§ **WORK TO BE COMPLETED**: Please rewrite the paragraph beginning "Shindig reported on the wrong" in the mailing list post below as a short list that keeps its main facts.

§ **SUPPLIED PASSAGE**:

Posted by Santiago Gala <sa...@gmail.com>.
I reply here as I never got the originaal email. Got a warning from the
list software, though, about gmail being unavailable...

El mar, 17-03-2009 a las 16:15 +0800, Samul Kevin escribió:
> http://wiki.apache.org/incubator/March2009
> It's totally my fault for not hand in the report in time. Though the page is
> closed, i fill it and hope that would compensate.
> 
> Regards
>   Kevin.
> 
> 2009/3/17 Noel J. Bergman <no...@devtech.com>
> 
> > After last month's report, the Incubator has started the process of
> > recognizing the dormant status of projects that are in that condition.
> >
> > The most serious issue that happened this past month is recorded in the
> > Empire-DB report, the gist of which is that a Committer had provided a
> > third-party with his SVN credentials.  That issue is covered in detail
> > below.
> >
> > BlueSky, Cassanda, Log4PHP, and Shindig all failed to report.  Comments are
> > below, in-line with each project.
> >

Shindig reported on the wrong (2008) wiki page on time. Not at all the
same case as the remaining projects. As far as I can tell, verifyably
sending the report to the wrong address is not the same as not sending a
report.

§ **ENTRIES PROVIDED**:
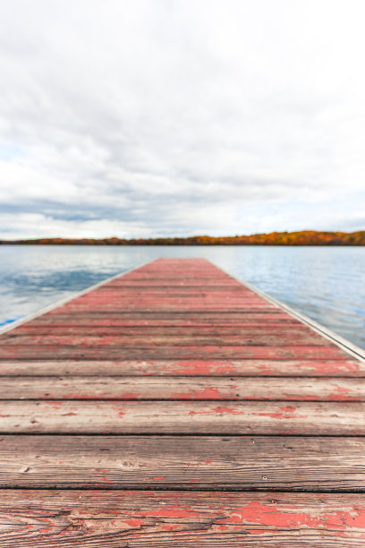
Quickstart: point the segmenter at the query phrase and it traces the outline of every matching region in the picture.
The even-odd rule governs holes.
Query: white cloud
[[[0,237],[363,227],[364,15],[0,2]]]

---

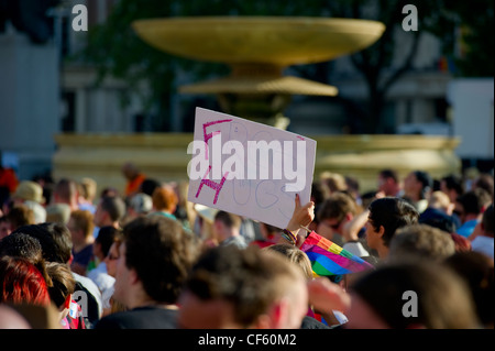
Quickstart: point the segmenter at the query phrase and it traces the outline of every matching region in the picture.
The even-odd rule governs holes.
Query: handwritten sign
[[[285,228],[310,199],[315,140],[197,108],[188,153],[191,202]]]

§ **RESULT BELOW**:
- Shindig submitted its report on time, but on the wrong wiki page (the 2008 one).
- Its case is not the same as that of the other projects.
- Verifiably sending a report to the wrong address is not the same as not sending a report.